## Short problem
According to the book review, roughly how many people lived in jails nationwide in 1985?

## Text extract

....

Baltimore City Paper
Lockdown America: Police and Prisons in the Age of Crisis
By Christian Parenti Unlocks the "Prison-Industrial Complex"
Review by Michael Anft
We Americans like our fellow countrypersons to behave. Or else. Our severity finds its voice through laws designed to curtail any deviancy, including drug use, political dissent, and minority or resident-alien status. With urban crime a rallying point for politicians looking to win votes, tough policing tactics and mandatory minimum sentences for nonviolent offenses have become the late-90s norm. And if you're poor or of non-European descent in this new gilded age, your chances of avoiding the slammer are decidedly slimmer than those of your white brothers, who are rarely the targets of "zero-tolerance" or "quality-of-life" policing or Draconian drug laws. All of which has led to an explosion in prison-building and a scuttling of the penal system's erstwhile goal of rehabilitation. America's gone incarceration-crazy. More than 1.7 million people live in jails nationwide—way up from 500,000 in 1985—and another 3 million are tied to the justice system through parole and
pbroation. In California, more state funds—about $4 billion—go to what author Christian Parenti calls "the prison-industrial complex" than to schools. Americans tired of crime—or at least the fear of it—have gotten their wish: More people are serving longer sentences, with the majority of prisoners doing hard time for nonviolent property crimes or drug charges. And the color of our prisons is increasingly dark; while African-Americans make up about 12 percent of the national population, about half of our inmates are black. By next year, some criminologists predict, one in every 10 African-American men will be in prison.

....

## Dataset records
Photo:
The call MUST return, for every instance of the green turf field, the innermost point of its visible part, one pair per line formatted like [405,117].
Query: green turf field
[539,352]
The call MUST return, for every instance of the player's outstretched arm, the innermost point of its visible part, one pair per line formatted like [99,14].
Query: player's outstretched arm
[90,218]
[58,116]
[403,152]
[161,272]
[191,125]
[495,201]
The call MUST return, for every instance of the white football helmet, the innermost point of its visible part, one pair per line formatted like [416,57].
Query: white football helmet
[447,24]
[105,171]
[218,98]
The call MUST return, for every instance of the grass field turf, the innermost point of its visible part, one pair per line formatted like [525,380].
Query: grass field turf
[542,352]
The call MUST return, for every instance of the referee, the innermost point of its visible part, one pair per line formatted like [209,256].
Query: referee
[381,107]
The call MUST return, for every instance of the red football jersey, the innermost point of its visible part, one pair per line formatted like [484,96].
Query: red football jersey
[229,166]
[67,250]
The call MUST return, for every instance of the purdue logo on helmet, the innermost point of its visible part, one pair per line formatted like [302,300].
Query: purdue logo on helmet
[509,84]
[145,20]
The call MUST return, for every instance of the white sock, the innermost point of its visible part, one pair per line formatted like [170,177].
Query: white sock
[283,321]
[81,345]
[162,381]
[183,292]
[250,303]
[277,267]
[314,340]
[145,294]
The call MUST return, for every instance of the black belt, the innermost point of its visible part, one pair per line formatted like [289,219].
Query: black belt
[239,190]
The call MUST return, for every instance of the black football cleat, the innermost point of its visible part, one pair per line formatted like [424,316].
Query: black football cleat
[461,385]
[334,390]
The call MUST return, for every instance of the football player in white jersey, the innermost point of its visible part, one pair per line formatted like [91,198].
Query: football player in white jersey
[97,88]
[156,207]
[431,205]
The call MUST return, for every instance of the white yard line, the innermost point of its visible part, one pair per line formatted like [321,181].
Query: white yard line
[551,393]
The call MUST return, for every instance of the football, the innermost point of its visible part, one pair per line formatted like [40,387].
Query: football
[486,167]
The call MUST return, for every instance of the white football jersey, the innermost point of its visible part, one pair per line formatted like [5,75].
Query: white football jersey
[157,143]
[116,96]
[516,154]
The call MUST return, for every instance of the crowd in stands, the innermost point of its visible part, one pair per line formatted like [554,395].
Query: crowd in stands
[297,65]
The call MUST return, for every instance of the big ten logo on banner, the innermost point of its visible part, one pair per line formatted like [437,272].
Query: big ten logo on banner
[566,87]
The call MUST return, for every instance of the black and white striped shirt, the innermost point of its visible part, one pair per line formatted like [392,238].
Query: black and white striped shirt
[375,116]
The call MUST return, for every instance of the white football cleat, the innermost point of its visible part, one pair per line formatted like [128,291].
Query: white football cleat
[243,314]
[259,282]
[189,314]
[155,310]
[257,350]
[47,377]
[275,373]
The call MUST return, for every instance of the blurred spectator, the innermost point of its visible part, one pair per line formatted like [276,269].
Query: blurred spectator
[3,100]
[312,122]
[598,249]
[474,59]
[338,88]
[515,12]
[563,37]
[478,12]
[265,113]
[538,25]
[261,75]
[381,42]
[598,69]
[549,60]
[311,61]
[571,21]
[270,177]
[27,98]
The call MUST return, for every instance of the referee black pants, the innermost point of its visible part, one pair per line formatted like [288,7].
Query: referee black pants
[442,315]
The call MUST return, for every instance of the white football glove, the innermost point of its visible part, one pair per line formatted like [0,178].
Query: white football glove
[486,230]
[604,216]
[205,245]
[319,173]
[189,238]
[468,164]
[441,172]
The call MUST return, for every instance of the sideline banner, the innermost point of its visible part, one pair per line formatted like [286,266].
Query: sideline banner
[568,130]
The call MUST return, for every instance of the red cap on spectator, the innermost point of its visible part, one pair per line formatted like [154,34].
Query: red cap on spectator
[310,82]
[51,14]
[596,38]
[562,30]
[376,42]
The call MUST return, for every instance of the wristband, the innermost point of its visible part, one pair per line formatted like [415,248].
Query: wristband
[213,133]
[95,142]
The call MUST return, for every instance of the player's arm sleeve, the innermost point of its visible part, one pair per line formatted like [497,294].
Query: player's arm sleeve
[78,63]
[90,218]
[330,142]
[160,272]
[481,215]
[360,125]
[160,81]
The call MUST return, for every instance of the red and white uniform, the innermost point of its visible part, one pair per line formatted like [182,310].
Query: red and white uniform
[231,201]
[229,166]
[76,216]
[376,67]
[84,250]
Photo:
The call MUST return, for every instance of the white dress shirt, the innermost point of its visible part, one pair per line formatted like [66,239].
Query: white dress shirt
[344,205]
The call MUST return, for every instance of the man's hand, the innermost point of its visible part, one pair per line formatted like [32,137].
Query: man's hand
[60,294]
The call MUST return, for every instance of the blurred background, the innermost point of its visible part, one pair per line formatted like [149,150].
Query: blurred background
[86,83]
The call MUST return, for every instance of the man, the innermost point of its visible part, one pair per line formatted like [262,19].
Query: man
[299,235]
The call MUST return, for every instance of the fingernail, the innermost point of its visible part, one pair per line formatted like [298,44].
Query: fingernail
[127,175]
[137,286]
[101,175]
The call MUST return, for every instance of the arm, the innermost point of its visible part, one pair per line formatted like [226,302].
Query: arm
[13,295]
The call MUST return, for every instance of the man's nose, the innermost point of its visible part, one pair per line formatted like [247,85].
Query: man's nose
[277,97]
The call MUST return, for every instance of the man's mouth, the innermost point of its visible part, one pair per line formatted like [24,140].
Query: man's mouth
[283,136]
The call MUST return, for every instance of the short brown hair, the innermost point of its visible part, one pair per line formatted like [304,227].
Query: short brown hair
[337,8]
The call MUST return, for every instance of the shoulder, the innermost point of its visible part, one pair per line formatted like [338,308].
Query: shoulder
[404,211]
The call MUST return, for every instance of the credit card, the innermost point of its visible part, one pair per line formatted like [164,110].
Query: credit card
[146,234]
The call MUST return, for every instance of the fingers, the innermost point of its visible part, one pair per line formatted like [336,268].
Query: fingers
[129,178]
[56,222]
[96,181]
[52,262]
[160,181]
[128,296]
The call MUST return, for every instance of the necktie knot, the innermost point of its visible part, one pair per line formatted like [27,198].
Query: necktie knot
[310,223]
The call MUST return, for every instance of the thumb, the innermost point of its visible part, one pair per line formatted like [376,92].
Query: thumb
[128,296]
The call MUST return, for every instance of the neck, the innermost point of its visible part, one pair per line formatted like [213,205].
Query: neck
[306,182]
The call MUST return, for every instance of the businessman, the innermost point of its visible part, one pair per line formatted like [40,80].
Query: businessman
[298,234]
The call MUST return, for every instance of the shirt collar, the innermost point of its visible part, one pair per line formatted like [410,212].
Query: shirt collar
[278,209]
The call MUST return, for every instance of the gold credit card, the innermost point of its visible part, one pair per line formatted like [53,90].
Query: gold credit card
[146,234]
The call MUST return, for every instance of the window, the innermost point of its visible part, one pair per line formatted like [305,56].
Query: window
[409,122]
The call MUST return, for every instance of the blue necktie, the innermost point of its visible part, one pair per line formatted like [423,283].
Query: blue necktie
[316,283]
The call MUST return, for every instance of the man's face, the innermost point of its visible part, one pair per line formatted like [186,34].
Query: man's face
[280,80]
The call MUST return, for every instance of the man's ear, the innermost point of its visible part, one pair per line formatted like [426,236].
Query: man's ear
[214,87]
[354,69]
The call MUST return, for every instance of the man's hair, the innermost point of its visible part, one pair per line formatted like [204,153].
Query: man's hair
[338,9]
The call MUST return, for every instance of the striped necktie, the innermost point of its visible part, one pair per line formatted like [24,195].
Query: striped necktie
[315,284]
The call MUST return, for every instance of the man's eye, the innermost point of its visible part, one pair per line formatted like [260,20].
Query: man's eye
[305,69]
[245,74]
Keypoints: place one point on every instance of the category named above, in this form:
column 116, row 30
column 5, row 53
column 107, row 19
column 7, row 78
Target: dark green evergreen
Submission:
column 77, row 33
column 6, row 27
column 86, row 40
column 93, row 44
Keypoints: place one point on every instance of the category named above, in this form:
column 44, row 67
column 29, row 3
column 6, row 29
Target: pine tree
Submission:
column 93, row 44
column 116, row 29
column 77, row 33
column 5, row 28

....

## Written answer
About 500,000.